SUPPLIED MATERIAL Block Start

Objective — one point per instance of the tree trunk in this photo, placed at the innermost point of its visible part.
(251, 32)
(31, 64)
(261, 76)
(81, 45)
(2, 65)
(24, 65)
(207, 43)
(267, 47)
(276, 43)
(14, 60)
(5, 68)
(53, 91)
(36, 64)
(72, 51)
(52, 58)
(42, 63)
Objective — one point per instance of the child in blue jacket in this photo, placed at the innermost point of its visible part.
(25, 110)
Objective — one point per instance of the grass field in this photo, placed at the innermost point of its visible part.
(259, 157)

SUPPLIED MATERIAL Block End
SUPPLIED MATERIAL Block Start

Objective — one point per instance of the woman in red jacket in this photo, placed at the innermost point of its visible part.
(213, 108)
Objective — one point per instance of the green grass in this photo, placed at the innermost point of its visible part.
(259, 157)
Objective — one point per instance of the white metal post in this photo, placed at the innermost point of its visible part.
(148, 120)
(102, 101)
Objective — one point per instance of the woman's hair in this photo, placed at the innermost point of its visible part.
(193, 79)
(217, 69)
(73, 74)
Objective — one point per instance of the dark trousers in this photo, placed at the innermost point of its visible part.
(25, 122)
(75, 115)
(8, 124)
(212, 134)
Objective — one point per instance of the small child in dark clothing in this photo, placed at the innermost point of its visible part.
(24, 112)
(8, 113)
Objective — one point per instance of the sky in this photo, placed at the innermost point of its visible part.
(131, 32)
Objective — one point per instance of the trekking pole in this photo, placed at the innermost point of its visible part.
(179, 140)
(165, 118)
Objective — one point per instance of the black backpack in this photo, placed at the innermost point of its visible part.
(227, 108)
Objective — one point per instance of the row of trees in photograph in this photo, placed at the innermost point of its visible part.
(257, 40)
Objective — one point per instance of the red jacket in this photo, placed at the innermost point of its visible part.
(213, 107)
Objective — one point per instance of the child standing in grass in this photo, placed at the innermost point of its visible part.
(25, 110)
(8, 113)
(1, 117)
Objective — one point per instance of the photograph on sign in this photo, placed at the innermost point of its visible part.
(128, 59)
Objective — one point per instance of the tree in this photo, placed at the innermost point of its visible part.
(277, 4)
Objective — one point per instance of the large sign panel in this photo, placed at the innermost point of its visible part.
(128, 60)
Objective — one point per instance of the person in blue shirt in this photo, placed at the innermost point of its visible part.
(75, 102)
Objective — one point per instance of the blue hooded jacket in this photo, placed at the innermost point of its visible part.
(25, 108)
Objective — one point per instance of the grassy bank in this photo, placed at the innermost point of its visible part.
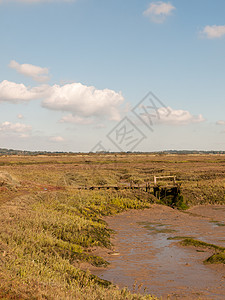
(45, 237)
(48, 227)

SUPPLIED MATERIAL Block End
SUPPLIED MATERIAL Block Start

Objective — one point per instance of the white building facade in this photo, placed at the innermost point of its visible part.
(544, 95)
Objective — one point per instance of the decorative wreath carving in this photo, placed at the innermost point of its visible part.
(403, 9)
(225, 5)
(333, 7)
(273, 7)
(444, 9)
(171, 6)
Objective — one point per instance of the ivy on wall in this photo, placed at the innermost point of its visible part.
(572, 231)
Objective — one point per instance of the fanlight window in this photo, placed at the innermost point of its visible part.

SUPPLIED MATERIAL Block End

→ **PROMPT**: Given the records above, return exactly the lines starting at the line containing "Objective — one point per instance of the white building" and ending at the line containing "Objective — one point per instance of the fanlight", including both.

→ **RESULT FOR THIS EXERCISE**:
Objective — one point per instance of the white building facade in this photo, placed at the innermost point of its visible part.
(544, 95)
Objective — one point per instance of the decorative wreath carving in this photo, placed at the innermost point of its visible part.
(403, 9)
(225, 5)
(333, 7)
(273, 7)
(444, 9)
(171, 6)
Objective — one point per instance of the ivy on wall in this photo, placed at the innermost point of its visible part.
(572, 231)
Objective — one point per instance of the fanlight window in this photo, placed at the innermost point of its visible part.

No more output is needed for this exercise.